BEGIN MATERIAL FOR THE TASK

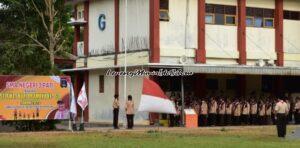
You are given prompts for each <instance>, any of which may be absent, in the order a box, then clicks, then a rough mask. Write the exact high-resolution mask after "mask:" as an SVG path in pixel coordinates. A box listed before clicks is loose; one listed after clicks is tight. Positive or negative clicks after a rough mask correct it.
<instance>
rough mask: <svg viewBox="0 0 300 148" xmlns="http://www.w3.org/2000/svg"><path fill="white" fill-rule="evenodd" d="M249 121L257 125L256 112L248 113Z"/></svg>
mask: <svg viewBox="0 0 300 148" xmlns="http://www.w3.org/2000/svg"><path fill="white" fill-rule="evenodd" d="M250 122H251V124H252V125H257V124H258V123H257V115H256V114H252V115H250Z"/></svg>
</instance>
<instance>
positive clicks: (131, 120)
mask: <svg viewBox="0 0 300 148" xmlns="http://www.w3.org/2000/svg"><path fill="white" fill-rule="evenodd" d="M126 116H127V128H128V129H132V128H133V124H134V123H133V117H134V115H129V114H127V115H126Z"/></svg>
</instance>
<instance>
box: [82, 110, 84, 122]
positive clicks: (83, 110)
mask: <svg viewBox="0 0 300 148" xmlns="http://www.w3.org/2000/svg"><path fill="white" fill-rule="evenodd" d="M83 111H84V110H83V109H81V123H83Z"/></svg>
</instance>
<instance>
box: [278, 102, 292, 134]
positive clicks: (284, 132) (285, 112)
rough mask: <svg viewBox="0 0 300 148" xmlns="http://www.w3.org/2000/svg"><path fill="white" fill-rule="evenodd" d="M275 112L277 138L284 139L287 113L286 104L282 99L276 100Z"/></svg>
mask: <svg viewBox="0 0 300 148" xmlns="http://www.w3.org/2000/svg"><path fill="white" fill-rule="evenodd" d="M275 112H276V117H277V134H278V137H281V138H284V137H285V135H286V124H287V115H288V113H289V110H288V105H287V103H286V102H284V100H282V99H278V102H277V104H276V106H275Z"/></svg>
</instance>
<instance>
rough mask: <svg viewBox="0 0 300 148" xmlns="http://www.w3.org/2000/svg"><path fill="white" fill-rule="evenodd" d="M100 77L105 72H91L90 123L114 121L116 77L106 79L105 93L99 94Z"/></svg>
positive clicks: (107, 77)
mask: <svg viewBox="0 0 300 148" xmlns="http://www.w3.org/2000/svg"><path fill="white" fill-rule="evenodd" d="M99 75H105V71H103V70H101V71H100V70H98V71H90V72H89V82H90V83H89V122H98V121H101V122H108V123H110V122H111V121H112V117H113V114H112V101H113V96H114V88H115V86H114V84H115V83H114V81H115V79H114V77H107V76H105V77H104V93H99Z"/></svg>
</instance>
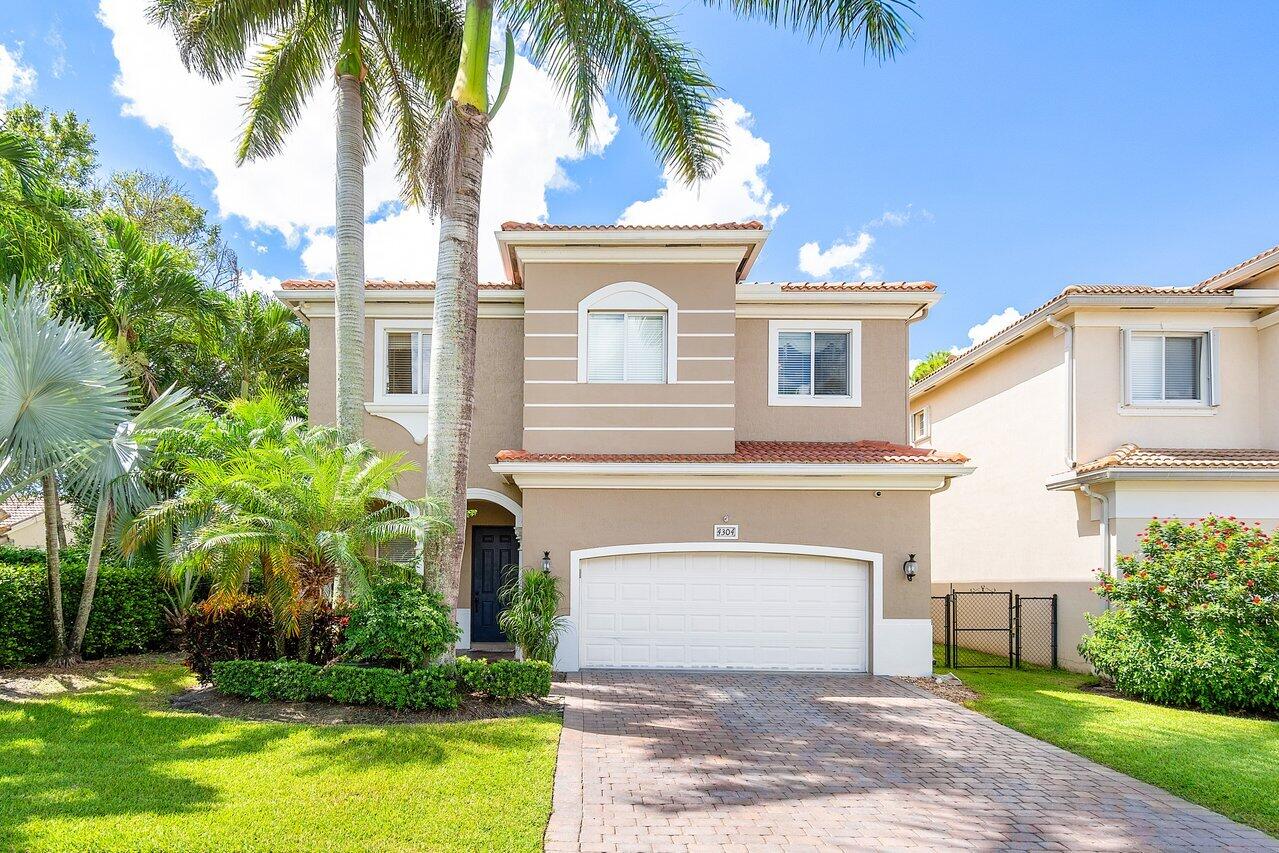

END MATERIAL FOR THE TASK

§ **WHAT TO PRODUCE**: Word for word, repeat each line of the records, and leave every image out.

§ **YOUR RESPONSE**:
You are given prompts for each <instance>, any of which may be absent, in the order a box, then clicks, then a rough mask. Write the exact high-resolution mask after "mask:" as an SVG path in pixel coordinates. A box listed before clicks is loose; one listed after clicks is tight. Positive or negative clicks after a rough mask correct it.
<instance>
rough mask: <svg viewBox="0 0 300 148" xmlns="http://www.w3.org/2000/svg"><path fill="white" fill-rule="evenodd" d="M249 121L257 125L256 112L248 113Z"/></svg>
mask: <svg viewBox="0 0 300 148" xmlns="http://www.w3.org/2000/svg"><path fill="white" fill-rule="evenodd" d="M250 122H251V124H252V125H257V124H258V123H257V115H256V114H252V115H250Z"/></svg>
</instance>
<instance>
positive clicks: (131, 120)
mask: <svg viewBox="0 0 300 148" xmlns="http://www.w3.org/2000/svg"><path fill="white" fill-rule="evenodd" d="M126 116H127V128H128V129H132V128H133V124H134V123H133V117H134V115H129V114H127V115H126Z"/></svg>
</instance>
<instance>
box: [82, 110, 84, 122]
positive clicks: (83, 110)
mask: <svg viewBox="0 0 300 148" xmlns="http://www.w3.org/2000/svg"><path fill="white" fill-rule="evenodd" d="M83 111H84V110H83V109H81V123H83Z"/></svg>
</instance>
<instance>
box: [278, 102, 292, 134]
positive clicks: (284, 132) (285, 112)
rough mask: <svg viewBox="0 0 300 148" xmlns="http://www.w3.org/2000/svg"><path fill="white" fill-rule="evenodd" d="M275 112L277 138L284 139L287 113L286 104L282 99L276 100Z"/></svg>
mask: <svg viewBox="0 0 300 148" xmlns="http://www.w3.org/2000/svg"><path fill="white" fill-rule="evenodd" d="M275 112H276V117H277V134H278V137H281V138H284V137H285V135H286V124H287V115H288V113H289V110H288V105H287V103H286V102H284V100H282V99H278V102H277V104H276V106H275Z"/></svg>
</instance>
<instance>
rough mask: <svg viewBox="0 0 300 148" xmlns="http://www.w3.org/2000/svg"><path fill="white" fill-rule="evenodd" d="M100 77L105 72H91L90 123L114 121L116 77L106 79L105 93L99 94Z"/></svg>
positive clicks: (107, 77)
mask: <svg viewBox="0 0 300 148" xmlns="http://www.w3.org/2000/svg"><path fill="white" fill-rule="evenodd" d="M99 75H105V71H103V70H101V71H100V70H98V71H90V72H89V82H90V83H89V122H98V121H101V122H108V123H110V122H111V121H112V117H113V114H112V101H113V96H114V88H115V86H114V84H115V83H114V81H115V79H114V77H107V76H105V77H104V93H99Z"/></svg>
</instance>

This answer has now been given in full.